→ **Given passage**:
Friday, October 20, 2006

Mobile Video Calling Will be Big Business Indeed!

In his Tuesday interesting post titled "Why 3G Video Calls are Useless," Luca Filigheddu responded to an earlier "Wow" post by Jeff Pulver about mobile video calling and raised doubt as to the real world value of video calling in the mobile world. Luca essentially concluded that mobile video calling was "cool" conceptually, but he didn't see real world user needs being solved (the "value-added services" resulting from mobile video calling). Luca invited readers to send comments and feedback from those of us in the US and elsewhere where 3G is not yet readily available. Hence, this post ...

Luca, of course, raises several valid points and current negatives about the mobile video calling experience in 3G countries ... as such services exist today (i.e., in their very early stages).

→ **Dataset excerpts**:
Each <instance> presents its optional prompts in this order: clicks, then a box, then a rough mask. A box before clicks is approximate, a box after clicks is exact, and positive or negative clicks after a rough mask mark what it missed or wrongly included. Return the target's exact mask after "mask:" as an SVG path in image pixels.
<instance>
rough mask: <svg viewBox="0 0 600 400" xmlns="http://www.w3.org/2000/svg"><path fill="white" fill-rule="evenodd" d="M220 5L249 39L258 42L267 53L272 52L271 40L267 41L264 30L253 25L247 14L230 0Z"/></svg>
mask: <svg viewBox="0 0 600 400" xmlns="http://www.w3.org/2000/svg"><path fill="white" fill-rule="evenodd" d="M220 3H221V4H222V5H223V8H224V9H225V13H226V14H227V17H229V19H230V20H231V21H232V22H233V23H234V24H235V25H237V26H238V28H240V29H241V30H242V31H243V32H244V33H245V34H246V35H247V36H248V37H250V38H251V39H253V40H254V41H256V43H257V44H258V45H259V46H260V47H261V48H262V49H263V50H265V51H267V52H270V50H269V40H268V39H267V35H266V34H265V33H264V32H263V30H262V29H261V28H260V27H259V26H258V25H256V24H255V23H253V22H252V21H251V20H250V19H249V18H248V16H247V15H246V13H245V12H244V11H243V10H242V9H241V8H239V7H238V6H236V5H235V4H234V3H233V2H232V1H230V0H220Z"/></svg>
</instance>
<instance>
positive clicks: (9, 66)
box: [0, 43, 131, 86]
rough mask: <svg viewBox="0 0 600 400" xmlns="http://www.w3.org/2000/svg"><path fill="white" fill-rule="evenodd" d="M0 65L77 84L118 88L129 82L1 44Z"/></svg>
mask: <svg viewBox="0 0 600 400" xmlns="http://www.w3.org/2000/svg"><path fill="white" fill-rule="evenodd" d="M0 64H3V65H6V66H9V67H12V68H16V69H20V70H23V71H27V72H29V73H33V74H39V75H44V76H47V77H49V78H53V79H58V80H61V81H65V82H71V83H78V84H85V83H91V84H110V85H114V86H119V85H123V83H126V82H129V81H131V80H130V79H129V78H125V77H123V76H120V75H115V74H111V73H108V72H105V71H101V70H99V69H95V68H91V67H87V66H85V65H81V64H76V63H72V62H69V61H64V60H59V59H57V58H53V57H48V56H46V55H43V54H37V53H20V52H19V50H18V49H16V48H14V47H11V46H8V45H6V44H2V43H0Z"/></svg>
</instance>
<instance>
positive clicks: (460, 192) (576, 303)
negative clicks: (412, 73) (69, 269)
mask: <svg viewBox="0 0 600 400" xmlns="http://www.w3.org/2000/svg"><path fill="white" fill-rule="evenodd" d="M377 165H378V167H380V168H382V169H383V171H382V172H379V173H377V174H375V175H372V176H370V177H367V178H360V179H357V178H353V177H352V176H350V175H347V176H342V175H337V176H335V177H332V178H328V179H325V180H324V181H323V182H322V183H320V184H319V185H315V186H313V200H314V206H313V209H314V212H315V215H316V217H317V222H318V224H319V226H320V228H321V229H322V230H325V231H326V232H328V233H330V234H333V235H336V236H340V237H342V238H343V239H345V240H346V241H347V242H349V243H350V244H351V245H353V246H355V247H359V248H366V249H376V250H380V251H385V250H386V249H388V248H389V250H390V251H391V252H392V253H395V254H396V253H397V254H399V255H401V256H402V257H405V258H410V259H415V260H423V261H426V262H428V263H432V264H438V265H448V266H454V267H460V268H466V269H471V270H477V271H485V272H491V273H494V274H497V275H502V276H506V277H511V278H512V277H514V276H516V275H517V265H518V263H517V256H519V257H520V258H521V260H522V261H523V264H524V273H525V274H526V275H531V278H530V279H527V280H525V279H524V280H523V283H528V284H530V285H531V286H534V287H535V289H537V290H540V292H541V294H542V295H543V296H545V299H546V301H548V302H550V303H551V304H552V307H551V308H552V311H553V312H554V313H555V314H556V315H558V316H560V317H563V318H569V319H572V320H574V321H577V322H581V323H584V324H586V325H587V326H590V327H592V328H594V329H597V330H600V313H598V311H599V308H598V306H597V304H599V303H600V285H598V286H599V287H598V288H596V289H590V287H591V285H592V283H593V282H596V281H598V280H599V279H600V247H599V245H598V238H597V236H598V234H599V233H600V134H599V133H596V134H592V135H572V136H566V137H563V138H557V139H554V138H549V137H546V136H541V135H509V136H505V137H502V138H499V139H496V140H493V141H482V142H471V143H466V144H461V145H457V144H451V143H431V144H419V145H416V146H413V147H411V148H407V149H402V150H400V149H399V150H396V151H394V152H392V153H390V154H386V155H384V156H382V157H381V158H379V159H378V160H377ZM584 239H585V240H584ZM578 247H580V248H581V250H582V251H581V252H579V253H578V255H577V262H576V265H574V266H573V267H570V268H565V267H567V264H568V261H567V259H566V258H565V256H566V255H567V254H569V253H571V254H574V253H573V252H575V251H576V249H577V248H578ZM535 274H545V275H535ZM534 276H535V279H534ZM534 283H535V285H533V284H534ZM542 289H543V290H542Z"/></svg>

→ **Check your understanding**:
**1)** In the post on mobile video calling, what was the title of Luca Filigheddu's Tuesday post?
**2)** Write out the part of the post on mobile video calling that opens with the words containing "Friday, October 20, 2006" and closes with "this post ...".
**3)** List every word or phrase that the post on mobile video calling sets in quotation marks.

→ **Solution list**:
**1)** "Why 3G Video Calls are Useless"

**2)**
Friday, October 20, 2006

Mobile Video Calling Will be Big Business Indeed!

In his Tuesday interesting post titled "Why 3G Video Calls are Useless," Luca Filigheddu responded to an earlier "Wow" post by Jeff Pulver about mobile video calling and raised doubt as to the real world value of video calling in the mobile world. Luca essentially concluded that mobile video calling was "cool" conceptually, but he didn't see real world user needs being solved (the "value-added services" resulting from mobile video calling). Luca invited readers to send comments and feedback from those of us in the US and elsewhere where 3G is not yet readily available. Hence, this post ...

**3)**
Why 3G Video Calls are Useless
Wow
cool
value-added services